◆ WHAT THIS TASK INVOLVES: With the pictures removed, write out the data below exactly.

Stored data entries:
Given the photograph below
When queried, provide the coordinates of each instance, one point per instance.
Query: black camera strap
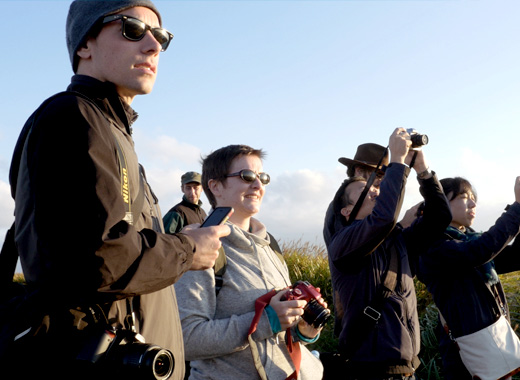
(371, 314)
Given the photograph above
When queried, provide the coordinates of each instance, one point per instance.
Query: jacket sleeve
(435, 219)
(172, 222)
(354, 242)
(69, 213)
(509, 259)
(473, 253)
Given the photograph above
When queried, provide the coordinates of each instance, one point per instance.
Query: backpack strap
(219, 269)
(8, 260)
(369, 317)
(220, 264)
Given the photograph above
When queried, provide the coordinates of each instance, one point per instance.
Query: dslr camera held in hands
(418, 140)
(314, 313)
(124, 353)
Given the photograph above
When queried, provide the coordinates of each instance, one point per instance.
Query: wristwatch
(424, 174)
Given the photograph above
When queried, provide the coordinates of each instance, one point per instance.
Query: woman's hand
(289, 312)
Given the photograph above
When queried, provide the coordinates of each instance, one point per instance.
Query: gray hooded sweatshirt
(215, 327)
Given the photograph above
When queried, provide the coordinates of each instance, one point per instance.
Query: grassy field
(309, 262)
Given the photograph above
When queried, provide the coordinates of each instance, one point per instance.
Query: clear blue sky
(307, 81)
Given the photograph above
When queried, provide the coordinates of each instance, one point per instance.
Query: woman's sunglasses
(134, 30)
(250, 176)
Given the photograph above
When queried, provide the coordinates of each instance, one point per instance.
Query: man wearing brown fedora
(365, 161)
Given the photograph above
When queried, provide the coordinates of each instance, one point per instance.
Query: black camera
(124, 353)
(418, 140)
(313, 313)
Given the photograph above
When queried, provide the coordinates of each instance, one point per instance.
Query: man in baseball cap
(189, 210)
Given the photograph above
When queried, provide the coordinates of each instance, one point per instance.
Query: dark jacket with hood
(73, 240)
(359, 256)
(458, 272)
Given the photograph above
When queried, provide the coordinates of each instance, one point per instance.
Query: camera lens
(315, 314)
(144, 361)
(419, 140)
(163, 364)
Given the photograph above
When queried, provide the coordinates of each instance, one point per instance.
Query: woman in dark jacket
(461, 271)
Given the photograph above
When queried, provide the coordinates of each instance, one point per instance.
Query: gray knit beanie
(83, 15)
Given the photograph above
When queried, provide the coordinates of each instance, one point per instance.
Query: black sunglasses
(250, 176)
(134, 30)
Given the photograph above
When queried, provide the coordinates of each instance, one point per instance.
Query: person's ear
(85, 50)
(345, 211)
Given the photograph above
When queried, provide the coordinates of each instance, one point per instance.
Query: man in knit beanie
(89, 232)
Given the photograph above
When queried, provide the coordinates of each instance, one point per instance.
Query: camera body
(417, 139)
(313, 313)
(124, 353)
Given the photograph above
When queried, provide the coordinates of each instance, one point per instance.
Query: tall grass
(309, 262)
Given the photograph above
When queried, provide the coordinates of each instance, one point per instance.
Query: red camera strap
(294, 348)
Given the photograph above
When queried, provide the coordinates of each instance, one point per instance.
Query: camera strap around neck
(294, 347)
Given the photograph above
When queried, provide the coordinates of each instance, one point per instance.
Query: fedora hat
(368, 154)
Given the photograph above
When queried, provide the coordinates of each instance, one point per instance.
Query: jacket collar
(186, 202)
(104, 94)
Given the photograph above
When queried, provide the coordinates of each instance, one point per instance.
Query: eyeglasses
(134, 30)
(250, 176)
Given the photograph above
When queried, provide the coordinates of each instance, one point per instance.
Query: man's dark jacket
(71, 234)
(359, 258)
(182, 214)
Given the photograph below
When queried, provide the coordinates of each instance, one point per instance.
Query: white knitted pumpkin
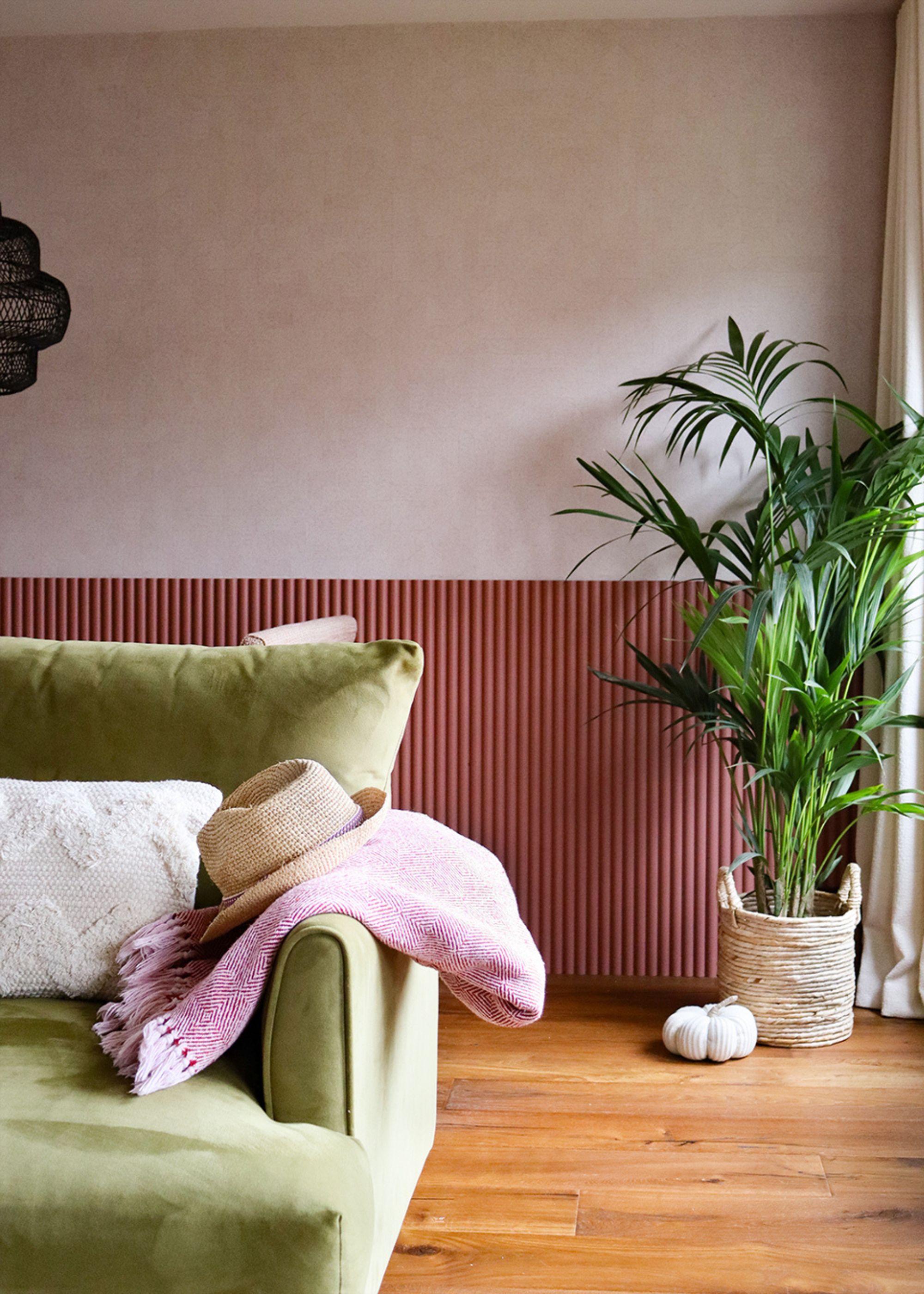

◆ SOLUTION TO THIS EXERCISE:
Given the photograph below
When queried, provide the coordinates of each instance, one point per instance.
Query: black camera strap
(371, 314)
Given the photograph above
When queried, provide the coordinates of each instance, one point per instance.
Query: jacket sleeve
(435, 219)
(172, 222)
(354, 242)
(69, 213)
(509, 259)
(473, 253)
Given the photograph above
When queried, provide the coordinates of each instance, one point per instance.
Query: backpack strap
(219, 269)
(8, 260)
(369, 317)
(220, 264)
Given the photograph above
When queried, provide the coordinates of each instance, one point per instance.
Query: dslr camera held in hands
(418, 140)
(314, 313)
(124, 353)
Given the photograph above
When queried, provide the coordinates of each instance, one point per instance.
Query: wristwatch
(424, 174)
Given the photograph above
When queried, provide the coordinates of each instance, one point per instance.
Query: woman's hand
(289, 312)
Given the photograph above
When queried, provide the coordinates of each instance, one point per instance.
Query: gray hooded sweatshirt
(215, 327)
Given the photograph above
When queried, provide the coordinates of each instance, one point per instance.
Query: grassy field
(309, 262)
Given the photograph above
When queried, provide the coordinates of each instance, one point per instance.
Query: clear blue sky
(307, 81)
Given the photograph above
When queried, provide the coordinates of each instance, one point per instance.
Query: woman's sunglasses
(134, 30)
(250, 176)
Given the photograph above
When queried, provide the coordinates of each instance, one point per instance.
Query: man wearing brown fedora
(365, 161)
Given the photograph above
When queried, provide the coordinates of each instance, one point per instance.
Query: black camera
(124, 353)
(418, 140)
(313, 313)
Given the photograph above
When queried, provide the coordinates of each instance, one point per instance.
Query: man in baseball cap
(189, 210)
Given the photograph above
When queried, provide the coordinates of each instance, one point per instance.
Query: dark jacket with hood
(73, 240)
(359, 256)
(458, 272)
Given the photograph above
When queried, provide the coordinates of each instance, one point per instance.
Query: camera lens
(315, 314)
(144, 361)
(419, 140)
(163, 364)
Given the photograph above
When queried, provide the coordinates of each instance, one point per instance.
Query: woman in dark jacket
(461, 271)
Given the photograph above
When queried, provide the coordinates of each instance, one point per instance.
Query: gray knit beanie
(83, 15)
Given the photograph above
When queried, provide the coordinates of each instance, one point per instance.
Query: black sunglasses
(250, 176)
(134, 30)
Given the photograph above
When queried, provide the coordinates of each instance, one point per instance.
Query: person's ear
(85, 50)
(345, 211)
Given the photograph above
When queried, provide the coordinates of each instance, one point per instance.
Query: man in knit beanie
(89, 232)
Given the photograph above
When queried, provide the coordinates of each instance, one point per instance.
Query: camera body
(417, 139)
(313, 313)
(124, 353)
Given the photograph above
When queried, provide the coordinates of each instance, one point per instance.
Query: tall grass
(309, 262)
Given the photograph above
When queried, provide the coordinates of each instance, one point per instance.
Query: red camera strap
(294, 348)
Given the photograph above
When queried, provide the coordinates of each instance, one point per instance.
Query: camera strap around neck
(294, 347)
Given the photograph above
When queried, provide the coordinates of each instance, one point per instance.
Query: fedora hat
(368, 154)
Given the photograph above
When queried, provide the coordinates of each instance, one point per instance.
Query: jacket collar
(186, 202)
(104, 94)
Given the photograph above
When queried, provide the coordinates of each instance, one point per instance.
Query: eyeglasses
(134, 30)
(250, 176)
Given the photograph above
When queried, provide the coordinates of each instance, one point per instance.
Query: man's dark jacket
(71, 234)
(359, 258)
(182, 214)
Given the photograph below
When queried, provide the coordinates of each instance, one point per instance.
Query: white knitted pumpkin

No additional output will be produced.